▶ [What you will do]: Pick up the passage below about publishing Openverse's media metadata as a dataset and continue it from the point where it stops.

This project aims to publish and regularly update a dataset or _datasets_ of
Openverse's media metadata. This project will provide access to the data
currently served by our API, but which is difficult to access in full and
requires significant time, money, and compute resources to maintain.

## Motivation

For this project, understanding "why?" we would do this is of paramount
importance. There are several key philosophical and technical advantages to
sharing this dataset with the public.

### Open Access + Scraping Prevention

Openverse is and always has been, since its days as
["CC Search"](https://creativecommons.org/2021/12/13/dear-users-of-cc-search-welcome-to-openverse/),
informed by principles of the open access movement. Openverse strives to remove
all all financial, technical, and legal barriers to accessing the works of the
global commons.

Due to technical and logistical limitations, we have previously been unable to
accessibly provide access to the full Openverse dataset. Today, users need to
invest significant time and money into scraping the Openverse API in order to
access this data. These financial and technical barriers to our users are deeply
inequitable. Additionally, this scraping disrupts Openverse access and stability
for all users. It also requires significant maintainer effort to identify,
mitigate, and block scraping traffic.

By sharing this data as a full dataset on
[HuggingFace](https://huggingface.co/datasets), we can remove these barriers and
allow folks to access the data provided by Openverse.org and the Openverse API
without restriction.

### Contributions Back to Openverse

Easily accessed Openverse datasets will facilitate easier generation of machine
labels, translations, and other supplemental data which can be used to improve
the experience of Openverse.org and the API. This data is typically generated as
part of the
[data preprocessing](https://huggingface.co/docs/transformers/preprocessing)
stage of model training.

Presence on HuggingFace in particular will enable community members to analyze
the dataset and create supplemental datasets; to train models with the dataset;
and to use the dataset with all of HuggingFace's tooling: the
[Datasets](https://github.com/huggingface/datasets) library in particular.

It is worth noting that this year we identified many projects to work on which
rely on bulk analysis of Openverse's data. These projects could be replaced by,
or made easier by the publication of the datasets. This could work in a few
ways. A community member, training a model using the Openverse dataset,
generates metadata that we want and planned to generate ourselves. Then, the
HuggingFace platform presents an alternative to other SaaS (software as a
service) products we intended to use to generate machine labels, detect
sensitive content, and so on. Instead of those offerings we use models hosted on
the HuggingFace hub. The
[Datasets library](https://huggingface.co/docs/datasets/index) allows for easy
loading of the Openverse dataset in any data pipelines we write. HuggingFace
also offers the ability to deploy production-ready API endpoints for
transformation models hosted on their hub. This feature is called
[Inference Endpoints](https://huggingface.co/docs/inference-endpoints/index).

▶ [Provided material]:
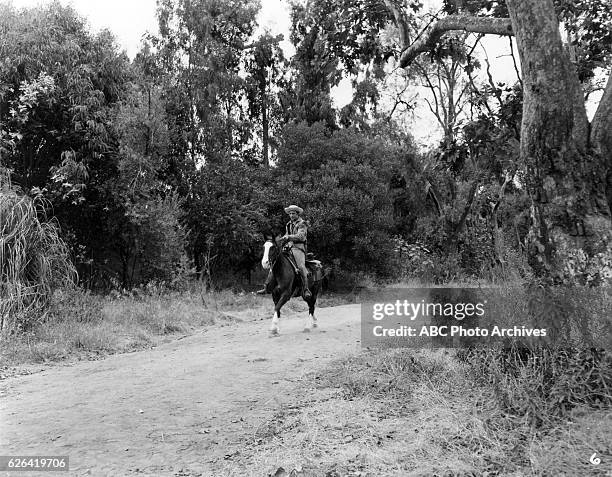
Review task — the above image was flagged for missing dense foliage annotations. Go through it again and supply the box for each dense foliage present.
[0,0,609,298]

▶ [Response to this exercise]:
#### Potentially-related projects

- [External API for sensitive content detection #422](https://github.com/WordPress/openverse/issues/422) -
Instead of Rekognition or Google Vision, we may want to use a community model
on HuggingFace.
- [Machine Image Labeling pipeline #426](https://github.com/WordPress/openverse/issues/426)
Either a community member may create an up to date set of machine-generated
labels we could use, or we could again create an Inference Endpoint with an
existing model, for example
[Vision Transformer](https://huggingface.co/google/vit-base-patch16-224)
- [Duplicate image detection #427](https://github.com/WordPress/openverse/issues/427) -
Deduplication is an extremely common and important preprocessing step. It will
surely be implemented by community contributors and can be reapplied to
Openverse itself. It's possible we'll want a different deduplication strategy
that considers provenance and ownership (i.e, did the original author upload
or someone else), but at a minimum, we should be able to use community
solutions to _identify_ duplicates.

### Resiliency

The metadata for openly-licensed media, used by Openverse to power the API and
frontend, is a community utility and should be available to all users,
_distinctly_ from Openverse itself. By publishing this dataset, we ensure access
to this data is fast, accessible, and resilient. With published datasets, this
access remains even if Openverse is inaccessible, under attack, or experiencing
any other unforeseen disruptions.

## Goals

<!-- Which yearly goal does this project advance? -->

This project encompasses all of our 2023 "lighthouse goals", but "Community
Development" is perhaps the broadest and most relevant. Others touched on here,
or impacted through potential downstream changes, are "Result Relevancy",
"Quantifying our Work", "Search Experience", "Content Safety", and "Data
inertia".

## Requirements

<!-- Detailed descriptions of the features required for the project. Include user stories if you feel they'd be helpful, but focus on describing a specification for how the feature would work with an eye towards edge cases. -->

This project requires coordination with HuggingFace to release the dataset on
their platform, bypassing their typical restrictions for Dataset size.

We will also need to figure out the technical requirements for producing the raw
dataset, which will be done in this project's implementation plan. Additionally
in that plan we will:

- Determine if we host a single dataset for all media types, or separate
datasets for different media types.
- Develop a plan for updating the datasets regularly
- Refine how we will provide access to our initial, raw dataset for upload to
HuggingFace. This refers to the initial, raw dump from Openverse, not the
actual dataset which will be provided to users. These details are somewhat
trivial as the data can be parsed and transformed prior to distribution.
- Delivery mechanism, likely a requester pays S3 bucket
- File format, likely parquet files

We will also need to coordinate the launch of these efforts and associated
outreach. See more about that in the [marketing section](#marketing).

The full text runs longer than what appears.